**EXERCISES TO COMPLETE:**
a) Check each statement against the hot rod sway bar post and mark it yes or no, quoting the words that decide it:
(i) The sway bar being installed came from a 1986 Corvette Indy Pace car.
(ii) The builder went with aftermarket sway bars.
(iii) The frame needed to be made about 10 inches longer.
b) Pick up the hot rod sway bar post where it stops and write the next part.

BEGIN PAGE

Archive for the ‘The Rear Suspension for the 1929 Ford Roadster’ Category

Installing the C4 Corvette Rear Sway / Stabilizer Bar in the Hot Rod

Wednesday, April 7th, 2010

Installing the Rear Sway / Stabilizer Bar

Now it came time to install the rear sway or stabilizer bar on the 1929 Ford roadster hot rod.  The C4 Corvette rear suspension looks real nice underneath the Ford Roadster so far.  With the composite mono spring, there will be a certain amount of sway bar action.  This is the nature of this type of suspension and will just not be enough for this hot rod.  The original sway bar from the 1986 Corvette Indy Pace car has a large footprint and will be a bit of a challenge to install on the chassis.  Mounting it towards the center of the car just would not work.  If I mounted it toward the rear of the car, I would have needed mount it on the rear body rails of the Brookville roadster body.  That did not make any sense.  It was then I realized that the frame was too short.  If I lengthen the frame to the point that the chassis frame rails would still fit inside the Brookville Roadsters body frame rails, I would be able to attach the rear sway bar to the chassis.  How lucky could I get?  It was meant to be!  All I would need to do is make the frame about 10 inches longer.  Of course I could have made my life real simple and bought some after market sway bars.  I decided against this.  My goal from the onset of this project was to use as much of the 1986 Corvette as possible in the build of my hot rod.  So my stubbornness won out.  The hot rod chassis was going to be modified and lengthened to accommodate the C4 Corvette rear sway bar.

 

1929 Ford Roadster hot rod - C4 Corvette IRS rear sway bar installation - View 1 - If I wanted to use the original 1986 Corvette rear sway bar, I will need to make the chassis a bit longer.  The 1929 Ford roadster body from Brookville Roadsters was originally equiped for a rumble seat.  With the frame rail inside the body rails, the rumble seat body metal needed to be removed along with one body cross member.  I sold all of this very easily as I could not use any of it.

1929 Ford Roadster hot rod - C4 Corvette IRS rear sway bar installation - View 1 - If I wanted to use the original 1986 Corvette rear sway bar, I will need to make the chassis a bit longer. The 1929 Ford roadster body from Brookville Roadsters was originally equiped for a rumble seat. With the frame rail inside the body rails, the rumble seat body metal needed to be removed along with one body cross member. I sold all of this very easily as I could not use any of it.

Using a cut off wheel inserted in my 4 inch portable grinder, I cut out the welds off the rear section of the hot rod chassis.  Taking something like this apart also gave me a chance to look at the quality of the welds and how strong this was initially assembled.  All looked good in the dis-assembly process.

END PAGE
BEGIN RECORD SET

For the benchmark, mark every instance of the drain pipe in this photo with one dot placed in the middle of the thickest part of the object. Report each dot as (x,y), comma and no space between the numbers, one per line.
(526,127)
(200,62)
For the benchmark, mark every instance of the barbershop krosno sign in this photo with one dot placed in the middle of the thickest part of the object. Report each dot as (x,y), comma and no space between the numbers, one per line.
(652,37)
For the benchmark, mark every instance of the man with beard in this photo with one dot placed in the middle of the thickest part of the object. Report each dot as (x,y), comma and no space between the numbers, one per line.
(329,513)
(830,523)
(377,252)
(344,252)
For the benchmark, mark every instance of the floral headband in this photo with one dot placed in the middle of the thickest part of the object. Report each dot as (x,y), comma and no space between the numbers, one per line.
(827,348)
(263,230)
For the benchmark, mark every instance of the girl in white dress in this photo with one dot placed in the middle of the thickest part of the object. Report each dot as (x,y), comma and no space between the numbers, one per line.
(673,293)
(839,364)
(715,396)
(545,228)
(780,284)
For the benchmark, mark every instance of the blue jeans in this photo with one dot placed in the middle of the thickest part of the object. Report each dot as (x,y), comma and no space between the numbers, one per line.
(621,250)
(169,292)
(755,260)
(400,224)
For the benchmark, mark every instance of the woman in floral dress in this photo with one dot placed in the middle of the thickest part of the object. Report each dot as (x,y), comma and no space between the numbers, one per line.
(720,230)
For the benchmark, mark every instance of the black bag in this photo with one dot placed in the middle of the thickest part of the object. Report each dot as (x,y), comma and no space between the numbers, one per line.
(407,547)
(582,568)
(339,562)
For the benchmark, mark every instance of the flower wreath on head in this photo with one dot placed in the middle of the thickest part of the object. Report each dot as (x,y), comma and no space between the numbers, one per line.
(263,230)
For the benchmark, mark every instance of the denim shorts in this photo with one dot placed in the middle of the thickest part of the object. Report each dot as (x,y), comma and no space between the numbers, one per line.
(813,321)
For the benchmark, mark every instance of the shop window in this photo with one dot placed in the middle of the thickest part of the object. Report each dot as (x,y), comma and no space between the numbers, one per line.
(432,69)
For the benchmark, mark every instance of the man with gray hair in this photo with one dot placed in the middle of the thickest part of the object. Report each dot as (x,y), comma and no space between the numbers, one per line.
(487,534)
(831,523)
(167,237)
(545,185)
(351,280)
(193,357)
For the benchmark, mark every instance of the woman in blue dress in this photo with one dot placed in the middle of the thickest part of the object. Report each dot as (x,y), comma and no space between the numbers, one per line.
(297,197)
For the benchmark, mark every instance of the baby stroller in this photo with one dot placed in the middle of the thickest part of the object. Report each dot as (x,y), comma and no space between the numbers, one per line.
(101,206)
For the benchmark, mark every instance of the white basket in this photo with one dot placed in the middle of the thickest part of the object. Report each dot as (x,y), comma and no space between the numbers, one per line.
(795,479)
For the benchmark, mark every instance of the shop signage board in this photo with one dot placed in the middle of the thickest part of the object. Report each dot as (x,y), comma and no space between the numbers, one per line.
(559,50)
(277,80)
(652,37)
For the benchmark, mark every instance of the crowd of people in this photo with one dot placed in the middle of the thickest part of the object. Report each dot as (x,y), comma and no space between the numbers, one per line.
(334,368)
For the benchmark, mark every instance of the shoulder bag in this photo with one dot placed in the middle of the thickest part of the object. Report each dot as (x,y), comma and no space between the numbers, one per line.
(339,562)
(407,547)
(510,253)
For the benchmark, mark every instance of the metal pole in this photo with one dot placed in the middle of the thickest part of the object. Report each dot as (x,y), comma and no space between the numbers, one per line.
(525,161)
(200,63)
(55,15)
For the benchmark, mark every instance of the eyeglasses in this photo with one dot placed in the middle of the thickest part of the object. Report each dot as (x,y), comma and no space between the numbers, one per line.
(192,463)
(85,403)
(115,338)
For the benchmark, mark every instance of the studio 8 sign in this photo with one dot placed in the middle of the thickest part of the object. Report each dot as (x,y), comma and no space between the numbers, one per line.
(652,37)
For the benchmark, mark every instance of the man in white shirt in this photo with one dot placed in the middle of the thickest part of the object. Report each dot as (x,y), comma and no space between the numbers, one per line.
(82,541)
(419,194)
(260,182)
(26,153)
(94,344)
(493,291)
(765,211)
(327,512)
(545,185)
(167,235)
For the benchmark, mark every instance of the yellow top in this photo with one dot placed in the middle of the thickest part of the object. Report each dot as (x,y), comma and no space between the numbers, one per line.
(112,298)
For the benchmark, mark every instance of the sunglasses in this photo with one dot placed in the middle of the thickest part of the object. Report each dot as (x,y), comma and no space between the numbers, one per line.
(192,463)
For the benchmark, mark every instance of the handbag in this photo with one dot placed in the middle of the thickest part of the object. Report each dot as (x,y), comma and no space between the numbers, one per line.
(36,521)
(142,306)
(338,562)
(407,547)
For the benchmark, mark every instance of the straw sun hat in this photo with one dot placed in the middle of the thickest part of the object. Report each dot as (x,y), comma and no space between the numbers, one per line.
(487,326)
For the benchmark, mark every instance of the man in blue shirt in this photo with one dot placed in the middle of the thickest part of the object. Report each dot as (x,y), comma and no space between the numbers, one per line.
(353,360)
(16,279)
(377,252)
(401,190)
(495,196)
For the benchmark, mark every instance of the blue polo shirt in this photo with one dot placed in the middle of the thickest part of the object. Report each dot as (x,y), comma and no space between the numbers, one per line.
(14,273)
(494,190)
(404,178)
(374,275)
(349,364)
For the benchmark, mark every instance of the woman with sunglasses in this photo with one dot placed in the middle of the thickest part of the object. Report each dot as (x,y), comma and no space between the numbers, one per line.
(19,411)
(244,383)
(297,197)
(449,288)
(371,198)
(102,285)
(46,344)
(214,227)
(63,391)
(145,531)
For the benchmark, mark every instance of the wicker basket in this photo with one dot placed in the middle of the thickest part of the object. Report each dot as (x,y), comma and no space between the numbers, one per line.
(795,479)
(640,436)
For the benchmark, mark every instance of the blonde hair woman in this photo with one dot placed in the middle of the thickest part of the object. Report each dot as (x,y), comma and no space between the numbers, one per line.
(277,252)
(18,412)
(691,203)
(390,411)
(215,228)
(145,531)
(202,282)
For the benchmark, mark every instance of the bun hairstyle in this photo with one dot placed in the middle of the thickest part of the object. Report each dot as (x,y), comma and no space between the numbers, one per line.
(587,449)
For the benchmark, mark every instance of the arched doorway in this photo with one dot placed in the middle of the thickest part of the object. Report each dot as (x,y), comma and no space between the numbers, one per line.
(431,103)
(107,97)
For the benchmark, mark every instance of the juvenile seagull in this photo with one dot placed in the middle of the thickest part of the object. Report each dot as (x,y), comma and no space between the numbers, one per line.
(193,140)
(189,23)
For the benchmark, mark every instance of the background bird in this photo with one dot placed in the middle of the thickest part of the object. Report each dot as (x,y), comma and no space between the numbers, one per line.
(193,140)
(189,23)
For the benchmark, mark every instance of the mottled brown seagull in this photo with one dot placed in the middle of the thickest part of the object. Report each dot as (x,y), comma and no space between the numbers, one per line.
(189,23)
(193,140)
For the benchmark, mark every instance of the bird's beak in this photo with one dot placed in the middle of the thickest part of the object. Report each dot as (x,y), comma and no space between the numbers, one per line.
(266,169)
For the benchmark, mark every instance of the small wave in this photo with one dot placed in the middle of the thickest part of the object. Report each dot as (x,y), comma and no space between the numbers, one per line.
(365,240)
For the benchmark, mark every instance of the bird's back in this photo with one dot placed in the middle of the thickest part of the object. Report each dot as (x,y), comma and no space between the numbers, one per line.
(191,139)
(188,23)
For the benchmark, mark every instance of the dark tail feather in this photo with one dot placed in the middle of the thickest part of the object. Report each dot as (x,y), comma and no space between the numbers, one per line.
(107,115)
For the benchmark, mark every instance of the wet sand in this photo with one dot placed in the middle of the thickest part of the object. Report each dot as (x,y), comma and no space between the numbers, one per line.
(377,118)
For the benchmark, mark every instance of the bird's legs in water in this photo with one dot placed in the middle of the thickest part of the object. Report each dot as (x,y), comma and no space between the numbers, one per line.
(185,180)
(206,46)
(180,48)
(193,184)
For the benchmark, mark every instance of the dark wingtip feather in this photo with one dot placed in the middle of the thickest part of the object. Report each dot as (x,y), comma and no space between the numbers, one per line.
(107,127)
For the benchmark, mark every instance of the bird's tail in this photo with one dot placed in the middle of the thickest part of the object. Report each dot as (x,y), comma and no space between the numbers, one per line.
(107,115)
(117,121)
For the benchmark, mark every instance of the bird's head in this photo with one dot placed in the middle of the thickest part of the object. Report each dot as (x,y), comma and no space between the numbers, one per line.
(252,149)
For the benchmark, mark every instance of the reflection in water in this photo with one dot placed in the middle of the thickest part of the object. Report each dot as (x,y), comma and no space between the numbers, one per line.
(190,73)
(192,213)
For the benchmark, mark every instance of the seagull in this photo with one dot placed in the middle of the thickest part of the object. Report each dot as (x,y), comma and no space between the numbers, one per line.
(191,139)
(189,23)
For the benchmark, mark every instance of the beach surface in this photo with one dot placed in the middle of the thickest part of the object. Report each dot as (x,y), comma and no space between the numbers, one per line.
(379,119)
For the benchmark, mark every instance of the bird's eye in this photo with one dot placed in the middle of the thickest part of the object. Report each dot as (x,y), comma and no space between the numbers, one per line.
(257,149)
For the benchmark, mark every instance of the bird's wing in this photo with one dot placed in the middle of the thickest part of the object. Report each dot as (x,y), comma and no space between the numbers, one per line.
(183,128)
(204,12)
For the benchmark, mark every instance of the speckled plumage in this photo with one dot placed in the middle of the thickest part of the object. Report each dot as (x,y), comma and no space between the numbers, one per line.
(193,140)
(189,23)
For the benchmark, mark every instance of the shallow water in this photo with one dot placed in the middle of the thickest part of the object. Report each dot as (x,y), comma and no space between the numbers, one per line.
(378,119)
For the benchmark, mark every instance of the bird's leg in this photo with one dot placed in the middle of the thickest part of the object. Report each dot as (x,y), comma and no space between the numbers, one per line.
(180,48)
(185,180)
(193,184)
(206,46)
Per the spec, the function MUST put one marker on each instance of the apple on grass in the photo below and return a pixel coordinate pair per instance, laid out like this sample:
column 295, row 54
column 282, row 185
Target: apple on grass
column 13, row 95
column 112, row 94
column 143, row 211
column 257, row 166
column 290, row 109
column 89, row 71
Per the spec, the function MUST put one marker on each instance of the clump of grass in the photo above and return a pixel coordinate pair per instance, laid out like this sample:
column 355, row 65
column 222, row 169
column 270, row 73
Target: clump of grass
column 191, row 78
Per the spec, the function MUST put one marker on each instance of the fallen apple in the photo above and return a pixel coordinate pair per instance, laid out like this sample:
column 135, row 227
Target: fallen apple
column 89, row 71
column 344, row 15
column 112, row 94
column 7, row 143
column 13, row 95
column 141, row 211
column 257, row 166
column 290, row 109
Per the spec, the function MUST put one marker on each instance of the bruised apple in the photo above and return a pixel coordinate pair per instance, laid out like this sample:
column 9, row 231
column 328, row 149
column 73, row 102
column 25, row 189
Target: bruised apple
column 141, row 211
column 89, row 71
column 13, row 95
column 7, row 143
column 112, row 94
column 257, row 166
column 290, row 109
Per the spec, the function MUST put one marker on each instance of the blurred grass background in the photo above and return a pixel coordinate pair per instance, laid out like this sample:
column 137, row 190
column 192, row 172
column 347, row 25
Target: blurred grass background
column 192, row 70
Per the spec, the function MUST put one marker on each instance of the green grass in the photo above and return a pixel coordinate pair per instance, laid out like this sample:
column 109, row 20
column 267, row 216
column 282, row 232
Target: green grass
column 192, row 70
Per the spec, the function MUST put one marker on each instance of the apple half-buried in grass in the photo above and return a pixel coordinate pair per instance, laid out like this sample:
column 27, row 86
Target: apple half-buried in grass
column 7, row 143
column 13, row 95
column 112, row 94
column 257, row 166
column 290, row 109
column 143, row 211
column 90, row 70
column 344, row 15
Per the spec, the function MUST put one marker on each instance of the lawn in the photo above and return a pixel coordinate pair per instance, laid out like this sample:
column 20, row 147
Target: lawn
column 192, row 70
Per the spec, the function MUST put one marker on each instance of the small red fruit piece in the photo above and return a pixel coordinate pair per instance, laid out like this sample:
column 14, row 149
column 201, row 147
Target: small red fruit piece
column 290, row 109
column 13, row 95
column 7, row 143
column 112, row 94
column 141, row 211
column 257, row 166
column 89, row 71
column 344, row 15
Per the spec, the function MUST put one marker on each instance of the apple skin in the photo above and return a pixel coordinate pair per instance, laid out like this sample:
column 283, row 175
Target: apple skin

END RECORD SET

**SET OF ANSWERS:**
a)
(i) Yes: "The original sway bar from the 1986 Corvette Indy Pace car has a large footprint and will be a bit of a challenge to install on the chassis."
(ii) No: "I decided against this."
(iii) Yes: "All I would need to do is make the frame about 10 inches longer."

b)
1929 Ford Roadster rod - C4 Corvette IRS rear sway bar installation - View 2 - The rear section of the chassis was removed and the frame rail is prepared to be lengthened.

1929 Ford Roadster rod - C4 Corvette IRS rear sway bar installation - View 2 - The rear section of the chassis was removed and the frame rail is prepared to be lengthened.

 I had a couple sections of the 2 x 4 inch rectangle tubing I had left over from the main part of the chassis.  The extensions were cut to size.  To make sure that the extensions would be attached straight, I found some long and very straight pieces of angle iron and c-clamped them to the main part of the chassis and the extensions.  Once I was satisfied of the placement of the extensions, they were tack welded in place.  The rear section of the frame that I removed was re-sized and also tack welded in place.  Making sure everything was as it should be; I finished welding everything with the mig welder. 

1929 Ford Roadster hot rod - C4 Corvette IRS rear sway bar installation - View 3 - a short section of 2 inch by 4 inch rectangular tubing is added to the frame rail.  The chassis will still fit inside the body frame rail of the 1929 Ford Roadster.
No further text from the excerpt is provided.